### What you have to do:
Everything from the line containing "Note: pick out every instance of the black metal" through the last line of the records must be returned verbatim, and nothing outside that range.

======== Information provided ========

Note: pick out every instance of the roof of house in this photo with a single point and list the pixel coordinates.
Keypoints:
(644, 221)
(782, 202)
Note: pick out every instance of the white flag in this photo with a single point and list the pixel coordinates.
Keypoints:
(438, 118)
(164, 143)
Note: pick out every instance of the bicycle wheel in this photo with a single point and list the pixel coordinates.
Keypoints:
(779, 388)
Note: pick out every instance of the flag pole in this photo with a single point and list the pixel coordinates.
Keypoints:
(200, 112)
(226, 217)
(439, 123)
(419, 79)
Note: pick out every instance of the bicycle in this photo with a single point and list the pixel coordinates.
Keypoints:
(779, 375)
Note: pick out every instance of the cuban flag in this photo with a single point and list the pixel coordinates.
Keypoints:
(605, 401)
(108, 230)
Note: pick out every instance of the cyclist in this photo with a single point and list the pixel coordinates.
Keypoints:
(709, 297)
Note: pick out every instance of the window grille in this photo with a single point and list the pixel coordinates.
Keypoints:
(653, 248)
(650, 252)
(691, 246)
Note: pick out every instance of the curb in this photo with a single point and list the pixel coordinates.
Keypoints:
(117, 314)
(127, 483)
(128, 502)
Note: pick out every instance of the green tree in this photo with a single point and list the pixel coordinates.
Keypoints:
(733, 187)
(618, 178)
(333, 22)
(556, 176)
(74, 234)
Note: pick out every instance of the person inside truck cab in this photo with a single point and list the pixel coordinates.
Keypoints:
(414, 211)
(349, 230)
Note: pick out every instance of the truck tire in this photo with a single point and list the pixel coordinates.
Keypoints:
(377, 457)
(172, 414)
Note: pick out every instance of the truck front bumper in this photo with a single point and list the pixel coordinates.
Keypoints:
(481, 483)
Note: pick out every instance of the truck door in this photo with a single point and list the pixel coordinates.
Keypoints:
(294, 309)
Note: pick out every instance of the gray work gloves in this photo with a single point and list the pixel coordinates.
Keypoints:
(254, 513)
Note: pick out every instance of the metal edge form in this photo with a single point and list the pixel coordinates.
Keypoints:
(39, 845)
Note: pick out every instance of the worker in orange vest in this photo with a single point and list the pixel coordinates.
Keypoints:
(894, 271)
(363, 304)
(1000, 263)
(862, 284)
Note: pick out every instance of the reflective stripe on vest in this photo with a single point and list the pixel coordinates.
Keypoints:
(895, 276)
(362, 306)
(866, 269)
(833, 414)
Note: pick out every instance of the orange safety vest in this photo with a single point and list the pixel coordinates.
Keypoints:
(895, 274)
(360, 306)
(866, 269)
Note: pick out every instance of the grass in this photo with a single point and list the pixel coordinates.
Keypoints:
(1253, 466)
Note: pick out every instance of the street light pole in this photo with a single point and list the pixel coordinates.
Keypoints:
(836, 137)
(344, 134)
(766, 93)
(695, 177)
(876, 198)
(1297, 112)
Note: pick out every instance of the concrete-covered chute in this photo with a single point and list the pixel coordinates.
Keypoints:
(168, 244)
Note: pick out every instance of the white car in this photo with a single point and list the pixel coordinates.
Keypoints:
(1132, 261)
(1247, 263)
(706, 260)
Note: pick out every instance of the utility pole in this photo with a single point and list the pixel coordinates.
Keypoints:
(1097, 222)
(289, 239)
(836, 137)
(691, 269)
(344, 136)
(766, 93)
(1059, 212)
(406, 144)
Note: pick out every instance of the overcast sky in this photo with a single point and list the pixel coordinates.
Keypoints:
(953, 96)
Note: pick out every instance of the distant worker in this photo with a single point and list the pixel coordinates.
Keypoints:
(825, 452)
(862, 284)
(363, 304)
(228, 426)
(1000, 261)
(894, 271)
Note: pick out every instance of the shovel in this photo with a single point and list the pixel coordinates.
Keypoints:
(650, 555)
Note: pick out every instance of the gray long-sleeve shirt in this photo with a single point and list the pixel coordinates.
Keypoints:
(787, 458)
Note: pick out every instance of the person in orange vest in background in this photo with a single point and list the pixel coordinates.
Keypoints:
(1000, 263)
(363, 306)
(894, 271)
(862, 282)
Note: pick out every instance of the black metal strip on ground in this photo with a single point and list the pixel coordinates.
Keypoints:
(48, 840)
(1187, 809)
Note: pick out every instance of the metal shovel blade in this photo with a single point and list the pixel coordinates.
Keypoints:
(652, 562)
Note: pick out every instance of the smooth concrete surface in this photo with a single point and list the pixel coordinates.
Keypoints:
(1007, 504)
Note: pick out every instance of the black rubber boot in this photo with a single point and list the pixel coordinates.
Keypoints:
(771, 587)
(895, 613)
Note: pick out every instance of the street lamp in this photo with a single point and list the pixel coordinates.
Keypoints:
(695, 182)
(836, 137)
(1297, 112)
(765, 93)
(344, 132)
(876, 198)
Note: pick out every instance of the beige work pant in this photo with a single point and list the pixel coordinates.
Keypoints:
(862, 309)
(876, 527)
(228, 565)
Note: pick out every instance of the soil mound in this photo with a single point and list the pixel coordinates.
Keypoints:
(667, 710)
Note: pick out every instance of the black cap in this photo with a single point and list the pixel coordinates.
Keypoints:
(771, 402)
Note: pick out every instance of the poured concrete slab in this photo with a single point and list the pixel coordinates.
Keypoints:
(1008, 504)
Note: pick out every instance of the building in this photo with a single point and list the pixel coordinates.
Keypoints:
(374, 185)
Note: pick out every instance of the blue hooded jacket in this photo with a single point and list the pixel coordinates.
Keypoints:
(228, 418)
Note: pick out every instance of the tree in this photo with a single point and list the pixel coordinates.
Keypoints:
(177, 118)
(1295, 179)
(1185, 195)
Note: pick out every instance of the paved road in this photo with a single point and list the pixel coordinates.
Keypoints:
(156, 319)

========

### Task output:
Note: pick out every instance of the black metal strip on ground in this photo with a single point and list the pixel coordinates.
Keypoints:
(48, 840)
(1187, 809)
Note: pick out every instance of the metal shovel blade in this photo with a single point and list the pixel coordinates.
Keypoints:
(652, 562)
Note: pick out every instance of the smooth concrete surface in this photo with a single point and list the pixel coordinates.
Keypoints:
(1007, 504)
Note: pick out every instance of the black rubber boot in this photo with a single point and list the pixel coordinates.
Keypoints:
(771, 587)
(895, 613)
Note: pick out every instance of the street lamp in this photo with a single point and list the pixel coordinates.
Keypoints:
(695, 182)
(836, 137)
(1297, 112)
(765, 93)
(344, 132)
(876, 198)
Note: pick out every instance of the beige work pant in this photo with a single point and list the pixel coordinates.
Keypoints:
(862, 309)
(876, 527)
(228, 565)
Note: pick out every instance of the soil mound in this photo with a single point and list the pixel coordinates.
Keypoints:
(667, 710)
Note: pick out every instance of the black cap in this photo with a single point and list the pixel coordinates.
Keypoints:
(771, 402)
Note: pick out every instance of the poured concrete slab in this photo with a single point and list the pixel coordinates.
Keypoints:
(1008, 504)
Note: pick out every instance of the building in this photo with a single point and list the pixel coordinates.
Keypoints:
(374, 185)
Note: pick out every instance of the blue hooded jacket in this photo with a single point and list the pixel coordinates.
Keypoints:
(228, 418)
Note: pick out every instance of the tree in this photo with a single point and list the pixel coordinates.
Keypoints:
(177, 118)
(1295, 179)
(1185, 195)
Note: pick out every instance of the paved road in this photo with a single point and list the pixel coordinates.
Keypoints:
(156, 319)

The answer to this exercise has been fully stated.